─── DOCUMENT SEGMENT ───

In this study, five tools were applied to draw bibliometric maps and visualization images for 2,176 articles. The current state of research and emerging trends of influenza inflammatory responses were systematically assessed through quantitative, qualitative, and comprehensive research methods. Notably, this is the first bibliometric study in this research field.

The volume of articles in the research field has gradually increased, with explosive growth detected after 2009 and 2019. The number of articles published yearly since 2015 has exceeded 110 (R2 = 0.8707), indicating that the study of inflammatory response in influenza has significant research value. The United States ranks first in publications (928 articles), mainly due to the high productivity of St. Jude Children’s Research Hospital (52 articles) in this field. China and the United Kingdom rank second and third with 450 and 158 articles, respectively. The United States showed close collaborations with several countries/regions, such as China and Canada. Additionally, most countries and researchers cooperated with China, Australia and Canada. However, many countries have little or no collaboration in this field (Fig. 3A − 3B). Professor Ross Vlahos published the most related literature (22 articles). Most articles are published in the PLoS One (95 articles). Furthermore, 6 of 10 most highly cited periodicals had impact factors higher than 10, indicating high research quality in this field.

───

REQUIRED WORK →
Transcribe the passage on influenza inflammatory response research between "In this study, five" and "this research field.", inclusive.

─── PROVIDED INFORMATION ───

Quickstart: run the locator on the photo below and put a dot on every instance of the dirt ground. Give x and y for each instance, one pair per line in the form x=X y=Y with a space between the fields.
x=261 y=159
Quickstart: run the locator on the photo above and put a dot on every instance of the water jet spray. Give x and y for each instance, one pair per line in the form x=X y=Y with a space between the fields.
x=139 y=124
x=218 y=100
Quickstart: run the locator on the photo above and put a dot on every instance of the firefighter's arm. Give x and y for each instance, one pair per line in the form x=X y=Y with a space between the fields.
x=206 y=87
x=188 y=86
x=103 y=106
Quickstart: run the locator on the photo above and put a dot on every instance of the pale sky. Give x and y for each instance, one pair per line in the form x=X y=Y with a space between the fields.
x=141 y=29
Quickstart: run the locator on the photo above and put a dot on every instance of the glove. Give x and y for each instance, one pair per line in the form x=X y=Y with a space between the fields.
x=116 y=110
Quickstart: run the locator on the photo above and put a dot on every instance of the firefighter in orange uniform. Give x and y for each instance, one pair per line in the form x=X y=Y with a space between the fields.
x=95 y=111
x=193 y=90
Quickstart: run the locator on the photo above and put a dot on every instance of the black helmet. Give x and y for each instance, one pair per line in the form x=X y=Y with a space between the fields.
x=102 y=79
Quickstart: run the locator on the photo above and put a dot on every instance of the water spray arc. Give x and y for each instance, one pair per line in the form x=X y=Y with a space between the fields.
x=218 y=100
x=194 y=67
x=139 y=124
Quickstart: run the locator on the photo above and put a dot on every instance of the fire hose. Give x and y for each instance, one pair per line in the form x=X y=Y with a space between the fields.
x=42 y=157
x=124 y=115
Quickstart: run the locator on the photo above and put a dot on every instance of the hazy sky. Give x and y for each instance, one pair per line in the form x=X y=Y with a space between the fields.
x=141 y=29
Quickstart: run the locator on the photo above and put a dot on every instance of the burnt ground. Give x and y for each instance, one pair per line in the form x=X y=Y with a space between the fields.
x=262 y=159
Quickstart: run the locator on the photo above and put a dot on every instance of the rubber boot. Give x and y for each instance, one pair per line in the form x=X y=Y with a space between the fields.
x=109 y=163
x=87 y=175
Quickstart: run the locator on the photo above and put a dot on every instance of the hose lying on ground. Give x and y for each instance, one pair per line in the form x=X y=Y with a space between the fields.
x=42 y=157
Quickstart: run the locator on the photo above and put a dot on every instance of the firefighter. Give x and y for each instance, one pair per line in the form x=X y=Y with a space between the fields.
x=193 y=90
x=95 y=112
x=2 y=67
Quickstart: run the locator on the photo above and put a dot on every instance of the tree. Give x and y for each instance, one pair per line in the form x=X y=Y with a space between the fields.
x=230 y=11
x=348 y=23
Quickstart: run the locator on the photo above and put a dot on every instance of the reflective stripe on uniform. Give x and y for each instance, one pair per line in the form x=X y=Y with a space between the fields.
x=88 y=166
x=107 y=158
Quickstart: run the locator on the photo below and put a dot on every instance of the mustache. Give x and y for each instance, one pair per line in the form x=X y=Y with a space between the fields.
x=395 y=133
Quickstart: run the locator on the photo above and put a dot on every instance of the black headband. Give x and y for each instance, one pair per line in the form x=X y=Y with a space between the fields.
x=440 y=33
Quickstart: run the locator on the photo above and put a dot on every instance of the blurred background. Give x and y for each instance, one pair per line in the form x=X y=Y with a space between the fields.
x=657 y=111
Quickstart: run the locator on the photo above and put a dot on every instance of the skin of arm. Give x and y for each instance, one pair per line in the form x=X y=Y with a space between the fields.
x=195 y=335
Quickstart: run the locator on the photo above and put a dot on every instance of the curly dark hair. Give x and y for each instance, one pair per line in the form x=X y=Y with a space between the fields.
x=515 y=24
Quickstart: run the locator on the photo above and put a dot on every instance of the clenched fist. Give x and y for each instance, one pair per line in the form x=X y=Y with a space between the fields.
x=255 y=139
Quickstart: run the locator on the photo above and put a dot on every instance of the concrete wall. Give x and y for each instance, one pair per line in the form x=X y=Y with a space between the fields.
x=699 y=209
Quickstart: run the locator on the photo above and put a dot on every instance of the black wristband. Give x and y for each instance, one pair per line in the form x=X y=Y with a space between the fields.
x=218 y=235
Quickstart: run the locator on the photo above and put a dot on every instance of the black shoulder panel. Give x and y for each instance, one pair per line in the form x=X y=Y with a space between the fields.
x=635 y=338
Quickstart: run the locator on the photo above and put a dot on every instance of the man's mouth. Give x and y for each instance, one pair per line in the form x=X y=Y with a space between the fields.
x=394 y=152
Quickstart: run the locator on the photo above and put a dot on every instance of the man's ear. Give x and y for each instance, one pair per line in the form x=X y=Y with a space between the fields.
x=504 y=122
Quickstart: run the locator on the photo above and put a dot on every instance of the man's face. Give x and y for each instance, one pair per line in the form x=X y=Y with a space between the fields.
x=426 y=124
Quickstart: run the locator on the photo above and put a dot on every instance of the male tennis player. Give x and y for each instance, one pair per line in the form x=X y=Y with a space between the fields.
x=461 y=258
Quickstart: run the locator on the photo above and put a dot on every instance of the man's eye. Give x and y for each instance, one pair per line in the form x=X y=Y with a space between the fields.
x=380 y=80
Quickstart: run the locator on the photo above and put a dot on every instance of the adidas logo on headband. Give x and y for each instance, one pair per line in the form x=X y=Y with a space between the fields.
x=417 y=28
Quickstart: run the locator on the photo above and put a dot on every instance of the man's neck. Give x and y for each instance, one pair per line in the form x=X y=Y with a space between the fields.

───

TASK RESULT →
In this study, five tools were applied to draw bibliometric maps and visualization images for 2,176 articles. The current state of research and emerging trends of influenza inflammatory responses were systematically assessed through quantitative, qualitative, and comprehensive research methods. Notably, this is the first bibliometric study in this research field.